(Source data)
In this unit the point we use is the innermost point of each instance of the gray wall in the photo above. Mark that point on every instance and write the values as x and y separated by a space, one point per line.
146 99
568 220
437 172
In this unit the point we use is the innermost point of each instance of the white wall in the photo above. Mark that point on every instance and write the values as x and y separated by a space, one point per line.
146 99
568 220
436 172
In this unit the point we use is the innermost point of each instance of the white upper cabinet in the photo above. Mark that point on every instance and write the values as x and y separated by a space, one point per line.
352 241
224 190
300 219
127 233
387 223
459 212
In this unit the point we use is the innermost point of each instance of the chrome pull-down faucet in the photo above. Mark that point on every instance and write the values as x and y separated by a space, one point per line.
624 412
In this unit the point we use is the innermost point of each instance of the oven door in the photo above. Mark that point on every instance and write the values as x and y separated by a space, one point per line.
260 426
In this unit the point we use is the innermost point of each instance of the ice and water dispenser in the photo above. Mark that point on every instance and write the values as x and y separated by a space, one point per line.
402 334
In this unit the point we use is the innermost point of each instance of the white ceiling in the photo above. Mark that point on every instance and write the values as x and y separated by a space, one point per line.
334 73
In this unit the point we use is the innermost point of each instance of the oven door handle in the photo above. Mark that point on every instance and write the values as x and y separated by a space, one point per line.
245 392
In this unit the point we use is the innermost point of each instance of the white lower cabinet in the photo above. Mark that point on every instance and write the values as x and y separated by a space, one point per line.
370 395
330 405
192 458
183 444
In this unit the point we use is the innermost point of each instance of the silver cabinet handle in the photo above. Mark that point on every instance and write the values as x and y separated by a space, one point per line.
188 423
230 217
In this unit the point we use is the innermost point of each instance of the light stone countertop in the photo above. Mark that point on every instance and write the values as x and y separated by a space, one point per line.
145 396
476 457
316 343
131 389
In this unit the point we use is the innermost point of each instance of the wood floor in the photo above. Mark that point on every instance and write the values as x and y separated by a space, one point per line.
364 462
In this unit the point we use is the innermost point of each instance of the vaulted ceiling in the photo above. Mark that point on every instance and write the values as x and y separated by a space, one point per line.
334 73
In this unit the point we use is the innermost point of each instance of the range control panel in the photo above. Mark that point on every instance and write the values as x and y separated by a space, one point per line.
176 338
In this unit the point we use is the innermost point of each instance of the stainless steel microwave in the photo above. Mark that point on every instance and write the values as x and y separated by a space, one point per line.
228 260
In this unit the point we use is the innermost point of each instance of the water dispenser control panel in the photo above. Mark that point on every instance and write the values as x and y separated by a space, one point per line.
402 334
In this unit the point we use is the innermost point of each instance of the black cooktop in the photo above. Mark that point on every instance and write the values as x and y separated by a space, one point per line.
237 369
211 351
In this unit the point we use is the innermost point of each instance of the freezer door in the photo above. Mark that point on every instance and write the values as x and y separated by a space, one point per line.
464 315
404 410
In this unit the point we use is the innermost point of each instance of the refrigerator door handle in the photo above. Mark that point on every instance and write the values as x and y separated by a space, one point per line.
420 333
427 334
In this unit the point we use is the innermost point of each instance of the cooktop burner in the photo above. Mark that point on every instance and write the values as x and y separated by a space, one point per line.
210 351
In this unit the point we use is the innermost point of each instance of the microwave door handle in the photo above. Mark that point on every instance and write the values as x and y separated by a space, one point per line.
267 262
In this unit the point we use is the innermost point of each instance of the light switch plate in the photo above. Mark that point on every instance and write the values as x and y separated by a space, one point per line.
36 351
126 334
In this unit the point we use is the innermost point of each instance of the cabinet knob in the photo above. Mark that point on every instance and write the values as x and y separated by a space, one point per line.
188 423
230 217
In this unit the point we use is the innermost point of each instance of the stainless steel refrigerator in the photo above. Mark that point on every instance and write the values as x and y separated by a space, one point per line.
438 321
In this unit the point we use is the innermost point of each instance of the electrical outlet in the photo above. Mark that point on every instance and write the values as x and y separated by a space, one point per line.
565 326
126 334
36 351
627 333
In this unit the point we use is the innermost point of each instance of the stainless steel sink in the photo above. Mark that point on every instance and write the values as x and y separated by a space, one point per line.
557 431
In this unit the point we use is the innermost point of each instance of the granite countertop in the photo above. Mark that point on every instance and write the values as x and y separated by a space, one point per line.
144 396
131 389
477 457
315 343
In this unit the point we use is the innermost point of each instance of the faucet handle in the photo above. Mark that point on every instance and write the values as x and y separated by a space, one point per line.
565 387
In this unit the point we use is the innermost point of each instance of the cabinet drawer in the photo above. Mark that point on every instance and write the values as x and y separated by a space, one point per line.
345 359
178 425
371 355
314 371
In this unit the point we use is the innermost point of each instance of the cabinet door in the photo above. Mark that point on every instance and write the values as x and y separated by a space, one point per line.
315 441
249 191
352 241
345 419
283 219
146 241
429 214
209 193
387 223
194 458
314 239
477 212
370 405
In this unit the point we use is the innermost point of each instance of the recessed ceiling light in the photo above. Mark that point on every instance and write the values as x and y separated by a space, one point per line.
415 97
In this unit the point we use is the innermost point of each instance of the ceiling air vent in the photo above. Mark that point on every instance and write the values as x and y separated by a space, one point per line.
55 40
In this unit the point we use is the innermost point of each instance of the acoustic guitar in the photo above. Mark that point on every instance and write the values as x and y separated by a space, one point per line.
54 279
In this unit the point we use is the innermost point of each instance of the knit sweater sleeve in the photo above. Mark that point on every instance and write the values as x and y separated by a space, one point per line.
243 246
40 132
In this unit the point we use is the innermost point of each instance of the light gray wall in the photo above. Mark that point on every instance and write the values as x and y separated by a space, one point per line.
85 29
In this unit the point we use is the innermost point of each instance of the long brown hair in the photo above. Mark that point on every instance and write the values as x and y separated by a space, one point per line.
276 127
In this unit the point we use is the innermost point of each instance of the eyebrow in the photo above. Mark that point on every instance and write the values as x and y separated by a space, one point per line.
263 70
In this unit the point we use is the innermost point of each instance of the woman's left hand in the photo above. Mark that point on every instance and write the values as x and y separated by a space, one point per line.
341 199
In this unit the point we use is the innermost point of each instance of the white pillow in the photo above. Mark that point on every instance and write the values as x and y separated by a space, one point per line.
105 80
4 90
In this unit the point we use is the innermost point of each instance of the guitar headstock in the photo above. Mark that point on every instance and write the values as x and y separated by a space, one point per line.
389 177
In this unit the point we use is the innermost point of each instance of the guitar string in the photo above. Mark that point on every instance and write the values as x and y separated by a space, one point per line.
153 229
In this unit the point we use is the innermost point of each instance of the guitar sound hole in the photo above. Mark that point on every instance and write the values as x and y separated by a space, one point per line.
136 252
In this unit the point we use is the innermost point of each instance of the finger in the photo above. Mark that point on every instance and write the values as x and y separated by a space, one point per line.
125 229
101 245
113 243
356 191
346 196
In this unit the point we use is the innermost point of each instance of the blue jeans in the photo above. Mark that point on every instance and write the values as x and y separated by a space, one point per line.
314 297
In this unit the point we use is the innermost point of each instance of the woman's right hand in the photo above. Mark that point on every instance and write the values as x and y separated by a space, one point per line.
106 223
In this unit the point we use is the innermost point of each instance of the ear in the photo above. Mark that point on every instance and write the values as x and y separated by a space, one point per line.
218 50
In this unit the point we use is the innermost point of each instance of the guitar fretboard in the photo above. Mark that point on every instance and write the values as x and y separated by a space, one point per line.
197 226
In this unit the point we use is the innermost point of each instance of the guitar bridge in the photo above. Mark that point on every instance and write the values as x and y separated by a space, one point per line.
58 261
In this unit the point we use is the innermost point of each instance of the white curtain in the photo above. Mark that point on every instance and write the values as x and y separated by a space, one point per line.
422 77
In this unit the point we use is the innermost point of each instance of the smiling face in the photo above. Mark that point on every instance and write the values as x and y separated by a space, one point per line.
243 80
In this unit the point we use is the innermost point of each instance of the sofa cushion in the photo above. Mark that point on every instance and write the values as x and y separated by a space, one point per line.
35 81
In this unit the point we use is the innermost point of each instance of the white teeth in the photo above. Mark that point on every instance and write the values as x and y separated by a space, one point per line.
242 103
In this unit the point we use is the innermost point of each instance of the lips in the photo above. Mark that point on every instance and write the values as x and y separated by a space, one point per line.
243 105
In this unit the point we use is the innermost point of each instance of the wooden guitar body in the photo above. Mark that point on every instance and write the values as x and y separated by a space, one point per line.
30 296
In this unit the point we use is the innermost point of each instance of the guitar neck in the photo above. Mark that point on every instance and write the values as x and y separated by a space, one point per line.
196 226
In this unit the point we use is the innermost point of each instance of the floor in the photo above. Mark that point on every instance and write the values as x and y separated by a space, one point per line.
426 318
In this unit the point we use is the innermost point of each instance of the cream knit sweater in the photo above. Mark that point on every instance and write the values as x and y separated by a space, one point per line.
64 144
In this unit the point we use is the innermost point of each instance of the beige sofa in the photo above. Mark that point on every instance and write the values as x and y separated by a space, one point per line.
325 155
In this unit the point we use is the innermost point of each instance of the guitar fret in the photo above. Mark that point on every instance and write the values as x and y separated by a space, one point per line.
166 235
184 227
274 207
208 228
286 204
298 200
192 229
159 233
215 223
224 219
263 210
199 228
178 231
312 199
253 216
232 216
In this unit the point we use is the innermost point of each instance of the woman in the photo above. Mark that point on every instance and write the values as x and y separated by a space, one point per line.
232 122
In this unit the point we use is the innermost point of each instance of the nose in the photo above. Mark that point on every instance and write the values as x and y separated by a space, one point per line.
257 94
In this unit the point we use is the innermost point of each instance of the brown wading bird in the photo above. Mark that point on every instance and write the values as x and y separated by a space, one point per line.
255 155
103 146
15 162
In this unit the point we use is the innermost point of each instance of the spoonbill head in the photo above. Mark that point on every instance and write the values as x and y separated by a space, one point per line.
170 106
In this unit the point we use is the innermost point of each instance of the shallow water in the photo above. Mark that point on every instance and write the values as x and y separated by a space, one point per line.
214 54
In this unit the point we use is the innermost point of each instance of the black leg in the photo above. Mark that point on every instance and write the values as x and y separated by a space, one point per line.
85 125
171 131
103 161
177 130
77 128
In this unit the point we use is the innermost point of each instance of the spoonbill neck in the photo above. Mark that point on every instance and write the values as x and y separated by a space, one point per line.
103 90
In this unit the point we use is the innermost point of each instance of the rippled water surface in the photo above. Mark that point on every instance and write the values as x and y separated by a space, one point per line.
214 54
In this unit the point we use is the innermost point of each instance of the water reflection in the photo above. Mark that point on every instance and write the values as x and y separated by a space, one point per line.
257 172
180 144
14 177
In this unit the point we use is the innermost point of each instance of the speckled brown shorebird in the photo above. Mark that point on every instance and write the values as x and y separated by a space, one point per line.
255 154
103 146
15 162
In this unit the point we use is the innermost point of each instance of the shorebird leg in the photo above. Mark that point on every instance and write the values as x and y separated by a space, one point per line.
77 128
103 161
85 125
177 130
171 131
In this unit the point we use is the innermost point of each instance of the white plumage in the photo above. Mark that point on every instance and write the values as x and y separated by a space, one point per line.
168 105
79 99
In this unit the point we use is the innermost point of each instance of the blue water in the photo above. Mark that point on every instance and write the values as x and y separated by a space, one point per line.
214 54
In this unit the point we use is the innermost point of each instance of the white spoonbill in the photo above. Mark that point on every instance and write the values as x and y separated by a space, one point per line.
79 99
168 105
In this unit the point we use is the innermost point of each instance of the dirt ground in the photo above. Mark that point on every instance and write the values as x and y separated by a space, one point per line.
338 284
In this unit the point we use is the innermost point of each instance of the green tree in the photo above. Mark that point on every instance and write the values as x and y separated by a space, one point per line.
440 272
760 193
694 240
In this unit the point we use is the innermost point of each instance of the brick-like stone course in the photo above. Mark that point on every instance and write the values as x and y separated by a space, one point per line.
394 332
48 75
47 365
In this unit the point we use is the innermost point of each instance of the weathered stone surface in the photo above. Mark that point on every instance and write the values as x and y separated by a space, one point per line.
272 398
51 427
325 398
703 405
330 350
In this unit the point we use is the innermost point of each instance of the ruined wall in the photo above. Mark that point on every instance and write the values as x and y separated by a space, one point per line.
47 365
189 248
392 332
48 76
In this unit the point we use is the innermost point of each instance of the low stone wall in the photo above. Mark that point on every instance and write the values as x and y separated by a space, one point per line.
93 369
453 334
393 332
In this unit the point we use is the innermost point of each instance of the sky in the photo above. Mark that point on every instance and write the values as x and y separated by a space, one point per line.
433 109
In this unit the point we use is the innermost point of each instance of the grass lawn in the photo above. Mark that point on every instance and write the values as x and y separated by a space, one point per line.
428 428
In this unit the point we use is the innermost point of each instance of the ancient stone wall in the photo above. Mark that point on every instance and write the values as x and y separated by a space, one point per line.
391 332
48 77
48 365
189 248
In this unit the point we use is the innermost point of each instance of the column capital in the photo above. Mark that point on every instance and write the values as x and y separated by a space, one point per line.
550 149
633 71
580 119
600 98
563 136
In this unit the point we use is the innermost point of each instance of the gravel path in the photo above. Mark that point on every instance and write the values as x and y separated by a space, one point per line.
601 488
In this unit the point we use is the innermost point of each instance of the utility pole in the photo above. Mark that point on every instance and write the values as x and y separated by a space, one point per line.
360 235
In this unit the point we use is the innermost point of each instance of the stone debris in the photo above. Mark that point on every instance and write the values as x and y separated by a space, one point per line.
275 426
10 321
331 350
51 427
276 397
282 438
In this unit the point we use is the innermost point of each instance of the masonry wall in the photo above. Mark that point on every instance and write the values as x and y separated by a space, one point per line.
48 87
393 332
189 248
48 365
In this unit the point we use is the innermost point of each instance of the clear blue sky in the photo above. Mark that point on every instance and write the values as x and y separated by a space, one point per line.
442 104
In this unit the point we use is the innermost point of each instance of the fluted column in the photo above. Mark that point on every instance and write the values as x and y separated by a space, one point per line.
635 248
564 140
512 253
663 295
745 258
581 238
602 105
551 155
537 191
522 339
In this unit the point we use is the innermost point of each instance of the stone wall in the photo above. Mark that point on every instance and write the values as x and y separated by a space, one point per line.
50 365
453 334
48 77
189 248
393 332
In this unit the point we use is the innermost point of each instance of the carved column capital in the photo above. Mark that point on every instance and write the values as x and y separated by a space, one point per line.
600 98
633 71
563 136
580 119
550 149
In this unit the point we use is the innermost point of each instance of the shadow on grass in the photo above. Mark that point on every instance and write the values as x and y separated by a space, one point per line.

DESCRIPTION OF THE TASK:
From the line containing "of the clear" down to the last line, reproduce the records exactly. Include both ends.

TASK RESPONSE:
In this unit the point we use is the innermost point of each instance of the clear blue sky in the photo above. Mark that point on every instance and write the values as x and y separated by a space, one point per line.
442 104
In this unit the point we use is the innermost point of each instance of the fluted column in the photo above. Mark that point on every instance and write the values as x and y separated by a space, one point per line.
635 248
564 140
512 253
663 295
745 258
581 238
602 105
551 155
537 191
522 339
In this unit the point we use is the innermost point of each instance of the stone wall in the photo above. Mark that point on every instance and write the values as x and y separated by a space, one point per line.
50 365
453 334
48 77
189 248
393 332
In this unit the point we use is the innermost point of each instance of the carved column capital in the photo above. Mark that point on every instance and write the values as x and y separated by a space, one point per line.
600 98
633 71
563 136
580 119
550 149
In this unit the point we use is the innermost point of each instance of the shadow on grass in the photo above. Mark that point on every instance and write the values as x and y separated by a space, one point per line.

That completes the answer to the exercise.